* _Task inputs_
## START

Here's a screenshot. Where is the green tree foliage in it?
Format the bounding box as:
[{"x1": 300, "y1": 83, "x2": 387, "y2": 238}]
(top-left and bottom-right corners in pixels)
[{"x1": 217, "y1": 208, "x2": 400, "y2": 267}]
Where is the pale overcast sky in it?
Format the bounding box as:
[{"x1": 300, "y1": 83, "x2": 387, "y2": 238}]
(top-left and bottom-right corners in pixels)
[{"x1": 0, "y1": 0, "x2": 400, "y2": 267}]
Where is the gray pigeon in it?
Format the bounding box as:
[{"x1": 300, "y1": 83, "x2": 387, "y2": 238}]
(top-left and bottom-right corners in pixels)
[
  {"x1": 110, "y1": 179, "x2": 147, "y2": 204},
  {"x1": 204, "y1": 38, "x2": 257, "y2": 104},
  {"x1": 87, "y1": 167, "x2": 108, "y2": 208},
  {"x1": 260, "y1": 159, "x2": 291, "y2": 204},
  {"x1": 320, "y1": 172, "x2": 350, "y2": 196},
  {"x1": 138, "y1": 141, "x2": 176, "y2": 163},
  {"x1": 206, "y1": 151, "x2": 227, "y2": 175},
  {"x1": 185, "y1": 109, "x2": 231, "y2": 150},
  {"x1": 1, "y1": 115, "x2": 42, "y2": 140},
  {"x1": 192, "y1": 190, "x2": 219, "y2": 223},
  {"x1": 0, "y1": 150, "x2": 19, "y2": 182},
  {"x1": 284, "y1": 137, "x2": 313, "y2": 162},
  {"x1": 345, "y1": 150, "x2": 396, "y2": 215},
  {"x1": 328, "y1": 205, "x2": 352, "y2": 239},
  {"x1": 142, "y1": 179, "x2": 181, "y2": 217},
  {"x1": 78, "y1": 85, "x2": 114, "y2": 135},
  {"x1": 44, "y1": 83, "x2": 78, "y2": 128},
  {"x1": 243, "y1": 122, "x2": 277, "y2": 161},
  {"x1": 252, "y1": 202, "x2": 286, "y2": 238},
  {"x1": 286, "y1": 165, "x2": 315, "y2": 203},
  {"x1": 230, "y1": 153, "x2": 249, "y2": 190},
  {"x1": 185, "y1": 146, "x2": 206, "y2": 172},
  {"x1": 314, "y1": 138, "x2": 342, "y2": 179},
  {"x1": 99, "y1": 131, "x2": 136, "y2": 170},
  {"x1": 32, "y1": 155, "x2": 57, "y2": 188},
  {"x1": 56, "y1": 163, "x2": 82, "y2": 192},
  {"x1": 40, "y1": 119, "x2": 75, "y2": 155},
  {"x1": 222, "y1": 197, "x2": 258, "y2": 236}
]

## END

* _Set exercise_
Report each line of the listing above that contains the string "Where", reproducing every such line in full. Letter case must match.

* _Output below_
Here's a screenshot. Where is the green tree foliage in it?
Where is the pale overcast sky in it?
Where is the gray pigeon in it?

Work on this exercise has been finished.